Trecho do documento:
* * * * * * * * *
Pensata

Marcio Aith

06/08/2001

Pacote do FMI revela "nacionalismo multilateral"

Um aspecto interessante envolvendo as negociações entre o governo e o FMI tem sido a necessidade quase obsessiva do Palácio do Planalto de retratar o novo pacote de socorro ao Brasil como um "programa nosso", um "programa brasileiro".

Na versão do governo, não fomos buscar ajuda em Washington, mas sim quebrar o galho do FMI, uma instituição que, doida para jogar dinheiro pela janela, não estaria encontrando país suficientemente generoso para recebê-lo.

Para manter viva essa versão, o ministro da Fazenda, Pedro Malan, pediu ao Fundo exclusividade na divulgação de qualquer item do pacote, cujo valor oficial, de US$ 15 bilhões, representa na verdade US$ 13,8 bilhões em recursos genuinamente novos - outro US$ 1,2 bilhão, que fazia parte do programa anterior, foi cancelado e reabsorvido no novo pacote.

Com a divulgação exclusiva, que deverá ser feita hoje ou amanhã, Malan pretende dar mais destaque aos slogans nacionalistas desenvolvidos pelo governo recentemente para justificar o novo socorro do Fundo.
* * * * * * * * *
Instruções do exercício: Reproduza integralmente, sem nenhuma alteração, o texto acima sobre o pacote do FMI.
* * * * * * * * *
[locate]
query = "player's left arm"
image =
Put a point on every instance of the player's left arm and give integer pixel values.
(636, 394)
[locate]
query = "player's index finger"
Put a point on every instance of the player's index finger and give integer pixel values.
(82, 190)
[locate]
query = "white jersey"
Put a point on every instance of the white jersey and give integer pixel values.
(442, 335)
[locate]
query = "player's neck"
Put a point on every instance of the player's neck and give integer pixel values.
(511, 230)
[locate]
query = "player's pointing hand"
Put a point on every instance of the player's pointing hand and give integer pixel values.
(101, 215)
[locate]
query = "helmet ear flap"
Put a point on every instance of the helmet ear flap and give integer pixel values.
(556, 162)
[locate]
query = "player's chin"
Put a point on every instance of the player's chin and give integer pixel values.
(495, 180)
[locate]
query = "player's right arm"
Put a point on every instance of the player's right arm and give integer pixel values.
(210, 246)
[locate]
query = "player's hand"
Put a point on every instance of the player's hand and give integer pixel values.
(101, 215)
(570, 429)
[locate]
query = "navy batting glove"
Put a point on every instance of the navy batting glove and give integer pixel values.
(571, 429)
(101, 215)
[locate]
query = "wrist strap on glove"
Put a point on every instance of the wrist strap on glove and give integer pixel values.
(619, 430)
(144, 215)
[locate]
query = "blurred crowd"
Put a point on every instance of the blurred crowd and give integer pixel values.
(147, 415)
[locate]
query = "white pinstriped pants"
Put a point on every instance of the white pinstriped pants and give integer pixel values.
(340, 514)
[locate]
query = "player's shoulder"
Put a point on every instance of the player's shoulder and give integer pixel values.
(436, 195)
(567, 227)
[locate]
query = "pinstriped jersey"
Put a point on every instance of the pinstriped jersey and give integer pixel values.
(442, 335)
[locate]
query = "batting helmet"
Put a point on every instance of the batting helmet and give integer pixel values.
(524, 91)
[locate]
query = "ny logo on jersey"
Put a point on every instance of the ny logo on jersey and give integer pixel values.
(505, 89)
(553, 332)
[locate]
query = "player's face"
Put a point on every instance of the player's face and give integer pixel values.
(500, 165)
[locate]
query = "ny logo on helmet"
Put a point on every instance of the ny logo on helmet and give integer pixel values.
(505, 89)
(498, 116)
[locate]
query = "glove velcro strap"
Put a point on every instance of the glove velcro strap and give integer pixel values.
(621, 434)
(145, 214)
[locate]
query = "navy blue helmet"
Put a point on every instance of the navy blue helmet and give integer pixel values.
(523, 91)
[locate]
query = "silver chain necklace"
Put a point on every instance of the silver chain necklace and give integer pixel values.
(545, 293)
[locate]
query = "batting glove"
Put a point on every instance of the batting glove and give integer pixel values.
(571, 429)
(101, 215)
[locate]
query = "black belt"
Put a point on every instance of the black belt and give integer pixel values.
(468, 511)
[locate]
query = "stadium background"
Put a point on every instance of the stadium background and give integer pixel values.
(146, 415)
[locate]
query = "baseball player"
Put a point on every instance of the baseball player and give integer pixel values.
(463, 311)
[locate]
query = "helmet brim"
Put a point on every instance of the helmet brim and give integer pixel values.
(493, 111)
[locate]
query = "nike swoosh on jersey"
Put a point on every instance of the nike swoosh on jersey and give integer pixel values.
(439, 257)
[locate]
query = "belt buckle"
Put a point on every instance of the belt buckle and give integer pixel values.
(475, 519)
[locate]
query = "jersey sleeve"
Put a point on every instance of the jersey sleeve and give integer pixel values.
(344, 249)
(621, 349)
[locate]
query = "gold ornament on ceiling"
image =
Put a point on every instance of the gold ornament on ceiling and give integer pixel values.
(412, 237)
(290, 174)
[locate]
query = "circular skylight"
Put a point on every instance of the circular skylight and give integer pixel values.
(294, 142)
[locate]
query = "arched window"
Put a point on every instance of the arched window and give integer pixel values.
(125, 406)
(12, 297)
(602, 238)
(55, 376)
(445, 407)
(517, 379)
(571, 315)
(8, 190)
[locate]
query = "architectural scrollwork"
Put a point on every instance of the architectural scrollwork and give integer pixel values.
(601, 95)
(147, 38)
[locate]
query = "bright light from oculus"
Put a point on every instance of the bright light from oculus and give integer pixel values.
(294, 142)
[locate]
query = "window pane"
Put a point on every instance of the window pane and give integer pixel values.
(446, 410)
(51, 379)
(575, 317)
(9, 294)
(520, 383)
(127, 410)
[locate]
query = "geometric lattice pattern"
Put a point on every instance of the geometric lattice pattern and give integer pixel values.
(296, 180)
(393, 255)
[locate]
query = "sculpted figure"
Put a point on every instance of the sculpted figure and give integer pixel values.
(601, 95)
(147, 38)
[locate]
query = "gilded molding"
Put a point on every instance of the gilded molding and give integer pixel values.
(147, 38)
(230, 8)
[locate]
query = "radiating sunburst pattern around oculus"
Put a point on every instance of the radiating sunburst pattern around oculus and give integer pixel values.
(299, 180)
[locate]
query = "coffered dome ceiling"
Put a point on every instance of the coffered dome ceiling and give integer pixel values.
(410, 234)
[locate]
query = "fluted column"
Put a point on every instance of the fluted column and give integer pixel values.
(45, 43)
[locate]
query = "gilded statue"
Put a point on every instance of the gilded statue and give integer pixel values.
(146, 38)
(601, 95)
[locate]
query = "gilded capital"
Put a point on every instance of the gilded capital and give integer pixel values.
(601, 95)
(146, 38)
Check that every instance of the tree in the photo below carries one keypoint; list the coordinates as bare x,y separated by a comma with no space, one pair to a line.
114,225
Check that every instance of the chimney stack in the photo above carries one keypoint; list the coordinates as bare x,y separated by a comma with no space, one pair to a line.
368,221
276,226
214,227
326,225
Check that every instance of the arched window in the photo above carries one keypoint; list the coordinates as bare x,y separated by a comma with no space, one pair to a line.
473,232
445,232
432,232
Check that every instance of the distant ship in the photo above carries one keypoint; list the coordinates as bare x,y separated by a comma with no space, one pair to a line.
* * * * * * * * *
Resposta do exercício:
Pensata

Marcio Aith

06/08/2001

Pacote do FMI revela "nacionalismo multilateral"

Um aspecto interessante envolvendo as negociações entre o governo e o FMI tem sido a necessidade quase obsessiva do Palácio do Planalto de retratar o novo pacote de socorro ao Brasil como um "programa nosso", um "programa brasileiro".

Na versão do governo, não fomos buscar ajuda em Washington, mas sim quebrar o galho do FMI, uma instituição que, doida para jogar dinheiro pela janela, não estaria encontrando país suficientemente generoso para recebê-lo.

Para manter viva essa versão, o ministro da Fazenda, Pedro Malan, pediu ao Fundo exclusividade na divulgação de qualquer item do pacote, cujo valor oficial, de US$ 15 bilhões, representa na verdade US$ 13,8 bilhões em recursos genuinamente novos - outro US$ 1,2 bilhão, que fazia parte do programa anterior, foi cancelado e reabsorvido no novo pacote.

Com a divulgação exclusiva, que deverá ser feita hoje ou amanhã, Malan pretende dar mais destaque aos slogans nacionalistas desenvolvidos pelo governo recentemente para justificar o novo socorro do Fundo.